● **Provided entries**
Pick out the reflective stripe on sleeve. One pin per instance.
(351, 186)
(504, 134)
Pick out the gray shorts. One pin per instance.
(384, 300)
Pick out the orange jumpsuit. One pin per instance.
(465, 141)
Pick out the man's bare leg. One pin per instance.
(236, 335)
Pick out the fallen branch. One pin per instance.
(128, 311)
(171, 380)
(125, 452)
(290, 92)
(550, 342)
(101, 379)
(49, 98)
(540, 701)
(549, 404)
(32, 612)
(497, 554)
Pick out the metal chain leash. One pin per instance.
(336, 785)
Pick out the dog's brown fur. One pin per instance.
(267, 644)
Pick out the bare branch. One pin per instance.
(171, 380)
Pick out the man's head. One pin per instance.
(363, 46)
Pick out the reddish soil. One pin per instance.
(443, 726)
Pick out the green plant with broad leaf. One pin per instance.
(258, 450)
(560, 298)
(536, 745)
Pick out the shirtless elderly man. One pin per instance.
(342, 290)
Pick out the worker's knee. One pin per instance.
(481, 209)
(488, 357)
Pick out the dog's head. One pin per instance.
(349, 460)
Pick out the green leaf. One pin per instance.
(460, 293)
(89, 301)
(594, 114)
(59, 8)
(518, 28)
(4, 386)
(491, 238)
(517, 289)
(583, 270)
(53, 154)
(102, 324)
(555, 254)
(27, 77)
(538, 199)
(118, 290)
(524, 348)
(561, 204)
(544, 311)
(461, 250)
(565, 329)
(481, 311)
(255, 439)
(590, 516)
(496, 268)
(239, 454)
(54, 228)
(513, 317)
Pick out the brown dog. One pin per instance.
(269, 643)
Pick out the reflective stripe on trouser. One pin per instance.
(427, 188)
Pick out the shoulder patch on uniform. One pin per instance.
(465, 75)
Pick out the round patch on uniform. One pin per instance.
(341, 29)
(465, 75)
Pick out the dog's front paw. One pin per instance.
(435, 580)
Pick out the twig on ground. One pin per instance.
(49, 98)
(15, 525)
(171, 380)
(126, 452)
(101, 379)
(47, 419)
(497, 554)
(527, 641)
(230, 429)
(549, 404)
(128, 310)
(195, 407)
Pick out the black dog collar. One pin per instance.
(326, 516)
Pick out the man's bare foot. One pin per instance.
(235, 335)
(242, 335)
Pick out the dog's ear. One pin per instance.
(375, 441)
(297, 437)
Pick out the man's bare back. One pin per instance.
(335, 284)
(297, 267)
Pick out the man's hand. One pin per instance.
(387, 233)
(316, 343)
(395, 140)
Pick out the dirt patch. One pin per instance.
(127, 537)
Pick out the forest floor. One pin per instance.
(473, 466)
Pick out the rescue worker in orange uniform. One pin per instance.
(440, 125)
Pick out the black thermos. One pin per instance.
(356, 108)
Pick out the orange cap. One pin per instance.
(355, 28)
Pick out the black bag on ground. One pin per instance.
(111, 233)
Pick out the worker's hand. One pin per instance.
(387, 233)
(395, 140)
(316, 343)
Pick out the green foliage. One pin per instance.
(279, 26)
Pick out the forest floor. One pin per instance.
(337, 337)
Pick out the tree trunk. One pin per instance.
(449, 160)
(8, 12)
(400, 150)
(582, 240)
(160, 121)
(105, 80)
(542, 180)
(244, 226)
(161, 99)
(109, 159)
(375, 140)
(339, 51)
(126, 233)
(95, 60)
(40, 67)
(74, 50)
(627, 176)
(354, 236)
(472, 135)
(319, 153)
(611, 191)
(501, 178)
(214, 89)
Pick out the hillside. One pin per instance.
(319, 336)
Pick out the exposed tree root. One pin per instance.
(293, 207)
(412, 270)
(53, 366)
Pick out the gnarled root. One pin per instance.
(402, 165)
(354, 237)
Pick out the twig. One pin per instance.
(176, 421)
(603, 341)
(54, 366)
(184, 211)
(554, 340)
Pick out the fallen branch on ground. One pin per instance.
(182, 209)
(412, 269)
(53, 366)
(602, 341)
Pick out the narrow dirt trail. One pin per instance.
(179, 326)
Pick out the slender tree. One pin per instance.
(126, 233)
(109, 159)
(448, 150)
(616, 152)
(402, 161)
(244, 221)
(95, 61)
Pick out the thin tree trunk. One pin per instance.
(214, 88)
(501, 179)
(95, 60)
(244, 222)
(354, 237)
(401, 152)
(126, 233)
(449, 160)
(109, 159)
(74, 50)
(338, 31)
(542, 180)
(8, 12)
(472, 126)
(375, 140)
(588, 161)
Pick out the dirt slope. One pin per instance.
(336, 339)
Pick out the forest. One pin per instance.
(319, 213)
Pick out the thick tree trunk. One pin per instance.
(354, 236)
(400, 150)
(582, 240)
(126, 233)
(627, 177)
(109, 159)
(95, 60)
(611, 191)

--

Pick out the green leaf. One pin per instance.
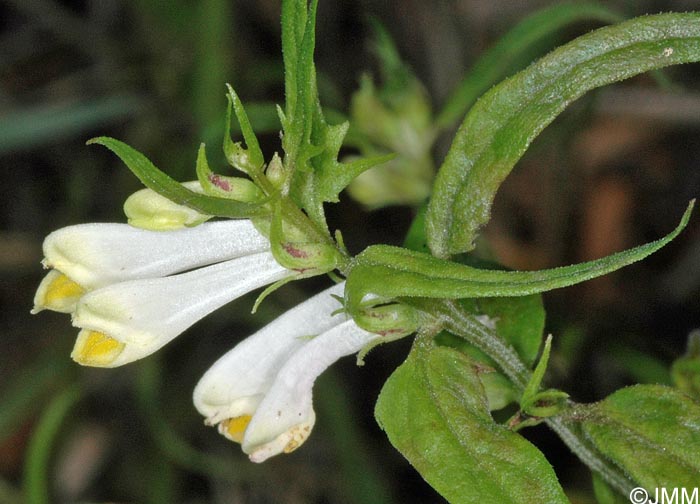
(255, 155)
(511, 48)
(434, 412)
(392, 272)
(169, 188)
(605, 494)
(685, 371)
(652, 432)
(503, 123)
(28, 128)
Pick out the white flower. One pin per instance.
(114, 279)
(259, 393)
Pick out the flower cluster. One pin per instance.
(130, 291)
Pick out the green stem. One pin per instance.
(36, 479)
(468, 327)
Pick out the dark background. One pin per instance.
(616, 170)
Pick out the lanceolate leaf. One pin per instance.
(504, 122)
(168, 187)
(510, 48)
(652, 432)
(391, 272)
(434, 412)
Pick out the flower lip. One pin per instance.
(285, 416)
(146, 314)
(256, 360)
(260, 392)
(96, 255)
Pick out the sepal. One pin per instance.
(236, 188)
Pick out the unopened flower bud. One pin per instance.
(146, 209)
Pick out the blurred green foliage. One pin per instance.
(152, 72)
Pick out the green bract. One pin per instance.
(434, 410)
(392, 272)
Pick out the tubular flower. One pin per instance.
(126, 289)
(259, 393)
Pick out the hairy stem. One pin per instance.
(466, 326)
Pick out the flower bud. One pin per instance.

● **What you have to do**
Of the entries listed above, reproduce only the lines starting at the line containing "Pick out the hairy" and ending at the line containing "Pick out the flower bud.". Include both, exactly as they stand.

● **Result**
Pick out the hairy stem. One pin per instance.
(466, 326)
Pick out the flower bud. One pin per instance.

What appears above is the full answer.